[Information shown Boundary: Start]

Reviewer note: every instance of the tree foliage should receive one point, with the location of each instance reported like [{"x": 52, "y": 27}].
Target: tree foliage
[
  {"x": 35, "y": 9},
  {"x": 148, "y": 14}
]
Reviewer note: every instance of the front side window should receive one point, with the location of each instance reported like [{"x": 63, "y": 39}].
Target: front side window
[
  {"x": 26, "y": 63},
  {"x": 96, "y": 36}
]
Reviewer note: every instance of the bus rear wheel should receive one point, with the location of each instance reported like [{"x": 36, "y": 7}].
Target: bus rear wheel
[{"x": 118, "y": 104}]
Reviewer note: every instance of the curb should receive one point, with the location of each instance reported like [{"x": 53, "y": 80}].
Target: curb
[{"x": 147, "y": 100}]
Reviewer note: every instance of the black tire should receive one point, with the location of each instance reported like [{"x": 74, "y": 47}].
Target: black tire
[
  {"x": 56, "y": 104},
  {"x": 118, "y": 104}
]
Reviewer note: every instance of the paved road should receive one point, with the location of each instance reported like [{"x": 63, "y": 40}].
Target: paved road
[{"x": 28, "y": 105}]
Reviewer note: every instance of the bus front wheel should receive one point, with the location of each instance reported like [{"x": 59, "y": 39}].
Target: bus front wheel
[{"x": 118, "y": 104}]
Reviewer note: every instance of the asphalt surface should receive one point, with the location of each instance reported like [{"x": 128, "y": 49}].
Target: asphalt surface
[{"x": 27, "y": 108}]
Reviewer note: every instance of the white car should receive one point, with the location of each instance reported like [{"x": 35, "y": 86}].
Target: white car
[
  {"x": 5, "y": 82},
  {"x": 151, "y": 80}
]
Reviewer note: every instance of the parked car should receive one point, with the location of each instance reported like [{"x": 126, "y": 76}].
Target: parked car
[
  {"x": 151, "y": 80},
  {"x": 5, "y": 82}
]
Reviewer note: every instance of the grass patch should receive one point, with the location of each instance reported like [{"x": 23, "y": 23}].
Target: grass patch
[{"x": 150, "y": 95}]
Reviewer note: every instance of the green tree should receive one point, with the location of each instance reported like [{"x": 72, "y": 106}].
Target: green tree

[Information shown Boundary: End]

■ **What you need to do**:
In the entries above, one line contains "Target: front side window" and another contains "Reviewer note: every instance of the white". Reproduce exactly those two lines and the lines between them, nothing else.

■ **Task solution**:
Target: front side window
[
  {"x": 26, "y": 63},
  {"x": 96, "y": 36}
]
Reviewer note: every instance of the bus rear wheel should receive one point, with the location of each instance reported like [{"x": 36, "y": 7}].
Target: bus rear wheel
[{"x": 118, "y": 104}]
Reviewer note: every instance of the curb should receive one point, with the location of each instance reported like [{"x": 53, "y": 80}].
Target: curb
[{"x": 147, "y": 100}]
Reviewer note: every instance of the black tire should receive one point, with the location of each instance reported like [{"x": 74, "y": 47}].
Target: black tire
[
  {"x": 56, "y": 104},
  {"x": 118, "y": 104}
]
Reviewer note: every instance of the paved road should receive one point, with the location of each instance reported like [{"x": 63, "y": 40}].
Target: paved road
[{"x": 28, "y": 105}]
Reviewer note: every instance of the bus front wheel should receive one point, with the location of each instance reported like [{"x": 59, "y": 39}].
Target: bus front wheel
[{"x": 118, "y": 104}]
Reviewer note: every instance of the asphalt surface should receive one point, with the location of each instance reported like [{"x": 128, "y": 49}].
Target: asphalt surface
[{"x": 27, "y": 108}]
Reviewer note: every instance of the white car should receive one point, with the location of each instance reported like [{"x": 35, "y": 86}].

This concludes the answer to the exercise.